DOCUMENT:
◇ ◇ ◇ ◇ ◇ ◇ ◇

Databricks SQL Query Never Executes (15+ hour runtime)

19 Views Asked by At

I am connecting to a database to run SQL queries that is hosted on Azure Databricks.

My cluster specs below:

enter image description here

I have multiple SQL queries in my notebook, all nearly identical in structure. I pull data from the database to form my "cohort" of information I am interested in, filter my table/temporary view (I have tried using both), and then run analyses (count/sum/min/max etc.) to get the calculations I need.

Here is an example of my code:

%sql
CREATE OR REPLACE TEMP VIEW temp_drc2_hg AS (
  WITH cte AS (
    SELECT 
        dr.person_id,
        dr.location_id,
        dr.fv_date,
        hgb.measurement_date,
        hgb.value_as_number
    FROM dr_cohort2 dr
    LEFT JOIN dr_cohort_hemoglobin_measurements_31224 hgb 
    ON dr.person_id = hgb.person_id
    WHERE hgb.measurement_date <= dr.fv_date -- only keep ones where the measurement date is before/on the first visit date
)

◇ ◇ ◇ ◇ ◇ ◇ ◇

DATASET:
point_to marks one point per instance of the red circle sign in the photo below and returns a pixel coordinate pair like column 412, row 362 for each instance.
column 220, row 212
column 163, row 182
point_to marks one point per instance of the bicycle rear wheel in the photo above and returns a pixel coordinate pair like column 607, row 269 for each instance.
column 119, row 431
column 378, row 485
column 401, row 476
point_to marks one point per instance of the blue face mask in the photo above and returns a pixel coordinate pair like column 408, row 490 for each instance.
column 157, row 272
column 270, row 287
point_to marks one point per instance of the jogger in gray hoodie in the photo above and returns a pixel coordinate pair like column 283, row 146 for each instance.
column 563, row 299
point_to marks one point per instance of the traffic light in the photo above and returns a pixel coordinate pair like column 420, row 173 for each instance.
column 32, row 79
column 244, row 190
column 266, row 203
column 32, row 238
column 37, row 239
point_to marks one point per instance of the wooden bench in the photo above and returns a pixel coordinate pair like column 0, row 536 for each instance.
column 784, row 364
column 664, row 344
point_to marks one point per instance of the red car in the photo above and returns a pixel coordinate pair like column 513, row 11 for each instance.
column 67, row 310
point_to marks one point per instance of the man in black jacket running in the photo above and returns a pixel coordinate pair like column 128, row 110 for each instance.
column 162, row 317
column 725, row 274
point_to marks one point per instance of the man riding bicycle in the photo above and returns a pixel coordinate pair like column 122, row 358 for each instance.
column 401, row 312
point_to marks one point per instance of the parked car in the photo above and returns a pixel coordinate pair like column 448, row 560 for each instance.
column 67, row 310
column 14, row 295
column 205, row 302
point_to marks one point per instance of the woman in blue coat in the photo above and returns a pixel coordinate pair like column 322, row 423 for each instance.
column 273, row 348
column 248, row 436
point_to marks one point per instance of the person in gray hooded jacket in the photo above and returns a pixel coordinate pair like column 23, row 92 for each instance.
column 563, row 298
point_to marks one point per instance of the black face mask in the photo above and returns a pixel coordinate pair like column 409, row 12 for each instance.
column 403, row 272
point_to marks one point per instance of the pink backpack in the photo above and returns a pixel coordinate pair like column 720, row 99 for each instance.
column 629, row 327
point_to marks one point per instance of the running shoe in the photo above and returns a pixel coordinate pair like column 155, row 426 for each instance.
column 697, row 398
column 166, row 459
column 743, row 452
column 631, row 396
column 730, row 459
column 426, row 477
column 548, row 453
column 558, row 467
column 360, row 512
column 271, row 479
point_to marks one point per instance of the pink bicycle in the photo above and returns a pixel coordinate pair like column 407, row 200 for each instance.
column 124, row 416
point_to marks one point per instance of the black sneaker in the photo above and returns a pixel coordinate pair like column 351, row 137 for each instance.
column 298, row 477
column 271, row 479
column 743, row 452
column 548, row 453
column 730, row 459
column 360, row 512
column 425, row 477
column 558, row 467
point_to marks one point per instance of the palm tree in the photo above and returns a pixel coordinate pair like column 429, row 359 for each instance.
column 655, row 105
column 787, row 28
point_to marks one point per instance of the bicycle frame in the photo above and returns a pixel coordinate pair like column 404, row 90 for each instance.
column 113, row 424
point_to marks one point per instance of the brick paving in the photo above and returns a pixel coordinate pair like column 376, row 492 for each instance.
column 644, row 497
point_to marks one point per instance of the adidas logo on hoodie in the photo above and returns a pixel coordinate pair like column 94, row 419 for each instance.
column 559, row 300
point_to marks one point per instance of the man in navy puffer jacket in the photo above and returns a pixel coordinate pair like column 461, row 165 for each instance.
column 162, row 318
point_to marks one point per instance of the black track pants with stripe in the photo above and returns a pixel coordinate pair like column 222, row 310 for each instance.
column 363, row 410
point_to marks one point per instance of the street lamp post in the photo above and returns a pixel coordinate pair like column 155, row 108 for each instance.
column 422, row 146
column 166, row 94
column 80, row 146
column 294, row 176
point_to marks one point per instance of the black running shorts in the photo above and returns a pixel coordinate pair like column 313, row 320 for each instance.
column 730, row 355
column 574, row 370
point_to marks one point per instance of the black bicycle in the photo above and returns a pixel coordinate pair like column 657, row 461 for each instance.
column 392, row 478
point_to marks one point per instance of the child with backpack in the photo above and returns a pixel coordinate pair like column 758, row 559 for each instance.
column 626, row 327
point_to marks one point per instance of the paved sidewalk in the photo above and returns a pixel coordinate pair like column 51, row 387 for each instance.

◇ ◇ ◇ ◇ ◇ ◇ ◇

EXERCISE REQUIREMENTS: Copy the Databricks question above word for word, from "Databricks SQL Query" up to and including "on Azure Databricks.".

ANSWER:
Databricks SQL Query Never Executes (15+ hour runtime)

19 Views Asked by At

I am connecting to a database to run SQL queries that is hosted on Azure Databricks.